▶ **What needs to be done**:
Would you repeat every line below exactly, please?

▶ **Records shown**:
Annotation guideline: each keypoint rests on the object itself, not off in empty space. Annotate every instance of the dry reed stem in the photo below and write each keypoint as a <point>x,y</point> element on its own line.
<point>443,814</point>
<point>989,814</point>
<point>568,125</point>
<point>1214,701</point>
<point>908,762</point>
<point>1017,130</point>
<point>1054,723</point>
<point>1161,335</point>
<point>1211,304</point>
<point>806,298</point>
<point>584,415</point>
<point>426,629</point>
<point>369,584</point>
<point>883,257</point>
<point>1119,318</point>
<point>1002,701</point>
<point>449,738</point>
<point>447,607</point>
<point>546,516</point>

▶ **Exercise result**:
Annotation guideline: each keypoint rests on the object itself, not off in empty space. Annotate every instance of the dry reed stem in the photo below and write each keypoint as a <point>x,y</point> element on its own line.
<point>443,814</point>
<point>989,814</point>
<point>568,125</point>
<point>1214,701</point>
<point>908,762</point>
<point>1017,130</point>
<point>1054,723</point>
<point>1161,335</point>
<point>1211,304</point>
<point>806,298</point>
<point>584,415</point>
<point>426,629</point>
<point>369,584</point>
<point>883,257</point>
<point>1119,318</point>
<point>1002,701</point>
<point>449,738</point>
<point>447,607</point>
<point>546,516</point>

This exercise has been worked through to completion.